TASK DIRECTIONS
The result should be every line of the listing that holds the word "buffalo".

MATERIAL SHOWN
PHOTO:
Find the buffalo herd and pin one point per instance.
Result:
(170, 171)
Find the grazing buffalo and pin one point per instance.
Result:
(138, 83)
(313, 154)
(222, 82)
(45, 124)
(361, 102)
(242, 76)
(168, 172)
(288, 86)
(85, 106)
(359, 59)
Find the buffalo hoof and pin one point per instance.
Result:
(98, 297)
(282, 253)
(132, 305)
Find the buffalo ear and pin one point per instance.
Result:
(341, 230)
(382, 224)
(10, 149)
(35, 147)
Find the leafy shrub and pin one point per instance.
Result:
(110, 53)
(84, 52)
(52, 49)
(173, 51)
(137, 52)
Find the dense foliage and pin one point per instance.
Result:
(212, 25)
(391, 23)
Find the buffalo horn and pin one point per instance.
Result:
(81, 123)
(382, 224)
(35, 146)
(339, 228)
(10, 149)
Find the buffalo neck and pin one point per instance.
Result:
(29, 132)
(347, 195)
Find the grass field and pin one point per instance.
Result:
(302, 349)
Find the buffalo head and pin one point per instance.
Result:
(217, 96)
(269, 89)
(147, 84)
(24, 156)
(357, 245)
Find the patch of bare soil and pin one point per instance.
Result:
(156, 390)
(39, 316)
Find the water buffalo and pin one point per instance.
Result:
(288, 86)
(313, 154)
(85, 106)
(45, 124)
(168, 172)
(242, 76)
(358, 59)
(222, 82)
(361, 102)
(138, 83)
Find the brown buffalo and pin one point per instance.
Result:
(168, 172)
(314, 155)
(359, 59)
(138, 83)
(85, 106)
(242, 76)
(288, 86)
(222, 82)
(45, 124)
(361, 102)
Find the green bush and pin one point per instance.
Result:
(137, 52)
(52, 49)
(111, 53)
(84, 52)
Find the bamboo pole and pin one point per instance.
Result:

ANSWER BELOW
Find the buffalo herd and pin one point per instance.
Find the grazing buffalo and pin one point per instance.
Find the buffalo hoof and pin one point per instance.
Find the buffalo ear and pin one point per instance.
Find the buffalo horn and pin one point per instance.
Find the buffalo neck and pin one point per instance.
Find the buffalo head and pin one point per instance.
Find the water buffalo and pin one point per instance.
Find the brown buffalo and pin one point per instance.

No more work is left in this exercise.